Starting at the line that contains "For the benchmark, mark every instance of the blue" and ending at the last line, write the lines out again, switching "blue sky" to "clear sky" and leaving everything else unchanged.

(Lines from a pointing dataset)
□ □ □ □ □
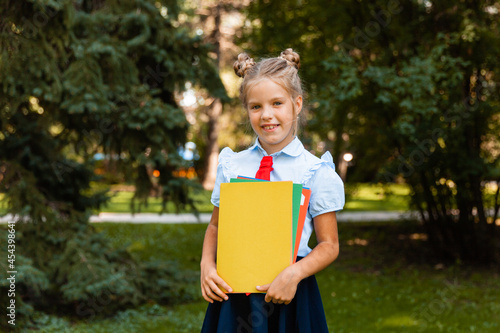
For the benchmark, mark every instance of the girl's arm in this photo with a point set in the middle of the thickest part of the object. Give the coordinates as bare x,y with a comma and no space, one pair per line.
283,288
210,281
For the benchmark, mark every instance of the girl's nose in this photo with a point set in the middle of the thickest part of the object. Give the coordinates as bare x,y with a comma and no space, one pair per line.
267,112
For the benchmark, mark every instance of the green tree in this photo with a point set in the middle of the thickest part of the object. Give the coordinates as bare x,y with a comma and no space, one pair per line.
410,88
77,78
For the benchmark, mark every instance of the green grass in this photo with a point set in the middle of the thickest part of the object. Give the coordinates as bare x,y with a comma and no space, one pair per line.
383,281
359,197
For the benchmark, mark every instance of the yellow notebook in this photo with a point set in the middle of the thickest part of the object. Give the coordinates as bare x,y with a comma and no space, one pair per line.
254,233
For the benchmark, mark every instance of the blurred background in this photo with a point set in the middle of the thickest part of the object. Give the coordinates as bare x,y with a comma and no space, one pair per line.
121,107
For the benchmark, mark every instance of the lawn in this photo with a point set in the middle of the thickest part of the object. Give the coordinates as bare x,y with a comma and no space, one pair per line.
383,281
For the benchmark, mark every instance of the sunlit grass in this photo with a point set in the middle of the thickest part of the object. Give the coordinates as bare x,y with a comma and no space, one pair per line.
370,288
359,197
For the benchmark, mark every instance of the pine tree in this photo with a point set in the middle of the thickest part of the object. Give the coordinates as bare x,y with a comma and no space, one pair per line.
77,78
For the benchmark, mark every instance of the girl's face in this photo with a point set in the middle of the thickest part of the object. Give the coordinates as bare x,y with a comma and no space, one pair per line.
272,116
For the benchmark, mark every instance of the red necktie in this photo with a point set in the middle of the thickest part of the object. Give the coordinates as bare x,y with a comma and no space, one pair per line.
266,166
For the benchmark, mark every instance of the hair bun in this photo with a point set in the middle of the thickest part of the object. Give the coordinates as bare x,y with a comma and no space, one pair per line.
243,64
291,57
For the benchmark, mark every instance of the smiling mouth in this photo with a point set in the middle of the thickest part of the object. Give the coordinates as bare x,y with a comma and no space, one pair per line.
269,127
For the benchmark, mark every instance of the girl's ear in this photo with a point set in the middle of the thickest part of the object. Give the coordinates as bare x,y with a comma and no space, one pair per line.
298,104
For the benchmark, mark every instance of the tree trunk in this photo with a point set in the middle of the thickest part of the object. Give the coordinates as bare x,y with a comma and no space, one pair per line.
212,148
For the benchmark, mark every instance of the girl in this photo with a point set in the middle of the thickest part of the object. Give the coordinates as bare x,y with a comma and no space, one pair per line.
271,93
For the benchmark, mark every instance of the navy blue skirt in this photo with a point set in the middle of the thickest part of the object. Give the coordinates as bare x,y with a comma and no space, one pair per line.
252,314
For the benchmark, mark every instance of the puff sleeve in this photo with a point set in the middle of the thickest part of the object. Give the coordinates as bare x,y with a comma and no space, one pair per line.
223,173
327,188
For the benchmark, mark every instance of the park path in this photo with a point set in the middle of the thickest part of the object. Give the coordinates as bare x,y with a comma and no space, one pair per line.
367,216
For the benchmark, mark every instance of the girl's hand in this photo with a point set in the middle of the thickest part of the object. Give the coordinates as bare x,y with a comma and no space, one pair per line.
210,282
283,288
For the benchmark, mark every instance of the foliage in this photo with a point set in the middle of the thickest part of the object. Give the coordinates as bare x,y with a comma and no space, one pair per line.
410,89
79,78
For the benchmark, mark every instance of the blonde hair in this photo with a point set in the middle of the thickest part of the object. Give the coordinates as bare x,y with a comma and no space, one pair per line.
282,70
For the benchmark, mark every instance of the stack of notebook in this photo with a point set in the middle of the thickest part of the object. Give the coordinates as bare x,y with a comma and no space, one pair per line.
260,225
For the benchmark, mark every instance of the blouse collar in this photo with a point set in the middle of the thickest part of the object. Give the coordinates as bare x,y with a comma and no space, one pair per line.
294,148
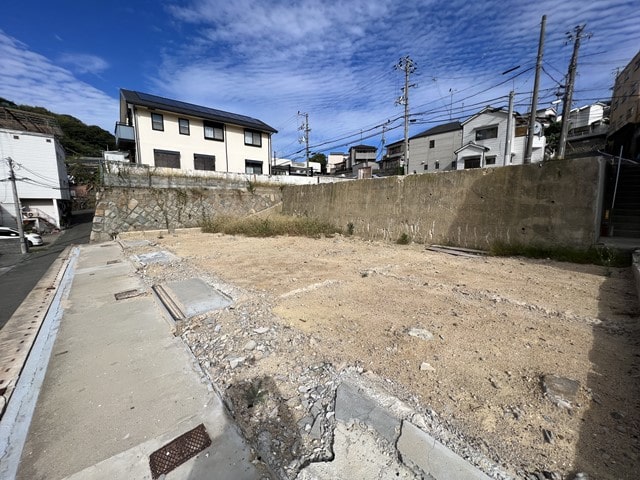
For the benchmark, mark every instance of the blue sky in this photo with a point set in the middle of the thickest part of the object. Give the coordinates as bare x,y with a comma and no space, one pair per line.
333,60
□ □ □ □ □
__RESULT OF THIS TASK__:
For the benchmark, mark every instance of the clear sky in this photo with a point set in the middle of the thickest part of the object. Give the coordinates as bare x,y with a comma and no space, one pair per line.
333,60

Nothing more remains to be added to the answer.